Text under study –
——
A few years ago, the symbol grounding problem was widely considered a significant challenge in AI discussions. I believed that it would likely be addressed as a side effect of capability improvements, without requiring specific breakthroughs or attention, unlike others who considered it fundamental. However, like many, I didn't anticipate the extent to which GPT-4 has demonstrated this to be true. Asserting that such capabilities could be achieved with a text-only training set at that time would have seemed like a parody of my position.
Had you asked me how a model like GPT-4 would acquire its capabilities, I would have suggested a process more akin to how children learn. It might have started with a predictive model of physical reality, established the concept of an object, learned object permanence, and then acquired simple words as they applied to previously learned concepts.
Despite its capabilities, GPT-4 still seems to lack robust physical intuition, evident in data science tasks and mathematical understanding related to the 3D world. Will we see a model trained from scratch, as described earlier? For instance, the Meta AI model appears to grasp the concept of an object in 2D. Suppose this understanding is fully extended to 3D and designated as our foundational model. Can such a model be trained on language, particularly that which relates to the physical world, and develop physical intuition as good as a human's?

Grounding overhang and interpretability implications:

Would such a model be much better at mathematical and programming tasks for given model resources? Assuming the foundational model is much smaller than GPT-4 it seems reasonable that it could gain similar or greater mathematical and programming skills while still having a smaller model size even when trained on a enough language concepts to be capable at those tasks.

This could also help with interpretability as the foundational model couldn't really be thought to lie or deceive as it is just modelling objects in 3d. Deception and theory of mind abilities could be observed as they became available.

New Comment
3 comments, sorted by Click to highlight new comments since: Today at 4:15 AM

I don't think it has gone away; its new form is generalization errors, where the model's decision boundaries get pushed into places that happen to implement some degree of grounding but where the grounding is unreliable and fragile and prone to ontology drift if the grounding pressure doesn't stick around

I don't think it makes sense to say that the symbol grounding problem has gone away, but I think it does make sense to say that we were wrong about what problems couldn't be solved without first solving symbol grounding. I also don't think we're really that confused about how symbols are grounded(1, 2, 3), although we don't yet have a clear demonstration of a system that has grounded its symbols in reality. GPTs do seem to be grounded by proxy through their training data, but this gives limited amounts of grounded reasoning today, as you note.

Thanks. My title was a bit tongue in cheek 'Betteridge's law' so yes I agree. I have decided to reply to your post before I have read your references as that may take a while to digest but I plan to do so. I also see you have written stuff on P-Zombies that I was going to write something on. As a relative newcomer its always a balance between just saying something and attempting to read and digest everything about it on LW first.
——
Source data –
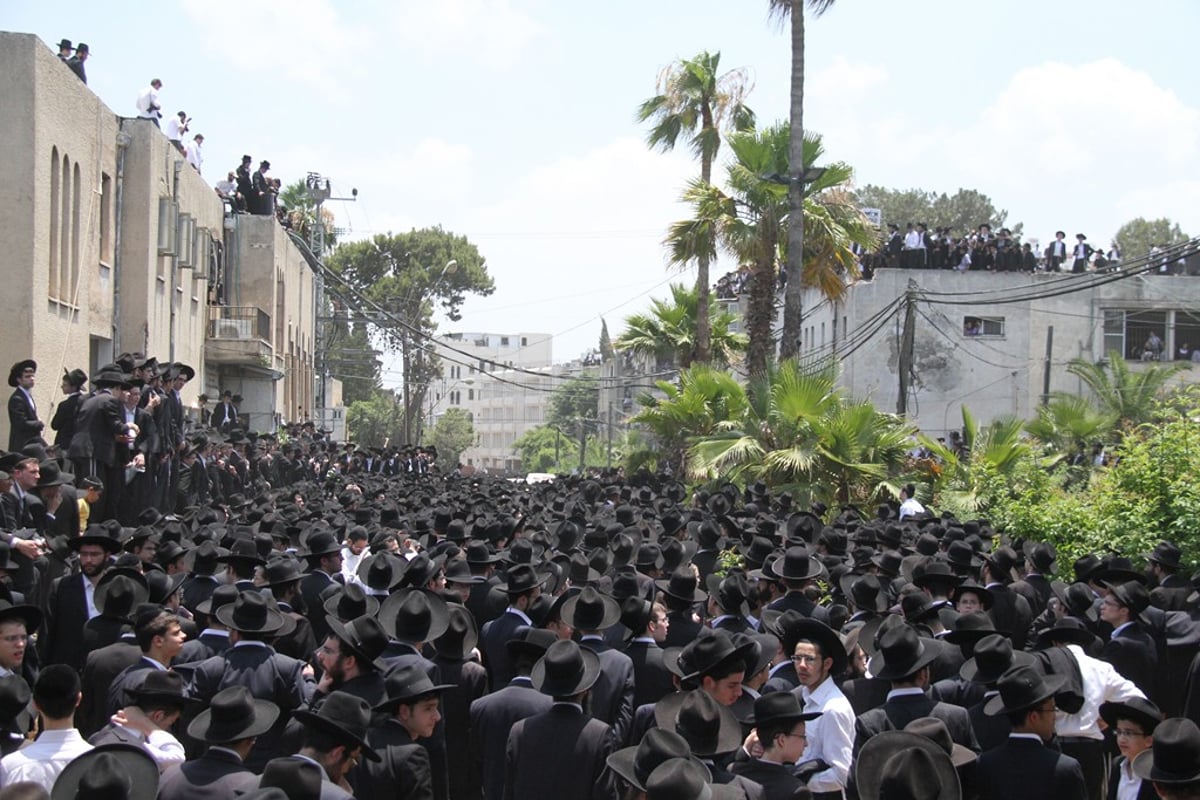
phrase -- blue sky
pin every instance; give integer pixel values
——
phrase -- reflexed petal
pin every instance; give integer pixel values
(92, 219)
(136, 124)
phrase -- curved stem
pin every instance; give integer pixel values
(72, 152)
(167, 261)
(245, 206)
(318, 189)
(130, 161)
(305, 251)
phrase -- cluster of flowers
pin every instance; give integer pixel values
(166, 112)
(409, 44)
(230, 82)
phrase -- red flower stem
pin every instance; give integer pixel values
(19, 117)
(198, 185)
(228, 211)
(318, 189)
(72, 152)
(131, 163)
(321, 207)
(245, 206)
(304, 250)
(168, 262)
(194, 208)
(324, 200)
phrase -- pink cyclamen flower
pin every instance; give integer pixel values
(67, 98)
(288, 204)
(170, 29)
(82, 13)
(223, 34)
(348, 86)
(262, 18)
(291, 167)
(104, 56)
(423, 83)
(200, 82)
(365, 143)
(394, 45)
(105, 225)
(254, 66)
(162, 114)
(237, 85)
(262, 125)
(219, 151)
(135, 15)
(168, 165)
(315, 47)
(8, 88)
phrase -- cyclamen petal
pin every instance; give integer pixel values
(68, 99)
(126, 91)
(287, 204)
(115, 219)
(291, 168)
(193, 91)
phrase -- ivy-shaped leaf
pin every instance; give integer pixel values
——
Study questions –
**a.** Write out the symbol grounding post again from "Despite its capabilities, GPT-4" to "as a human's?", swapping "physical intuition" for "spatial intuition".
**b.** According to the symbol grounding post, which model appears to grasp the concept of an object in 2D?

Outputs in order –
**a.**
Despite its capabilities, GPT-4 still seems to lack robust spatial intuition, evident in data science tasks and mathematical understanding related to the 3D world. Will we see a model trained from scratch, as described earlier? For instance, the Meta AI model appears to grasp the concept of an object in 2D. Suppose this understanding is fully extended to 3D and designated as our foundational model. Can such a model be trained on language, particularly that which relates to the physical world, and develop spatial intuition as good as a human's?

**b.** The Meta AI model.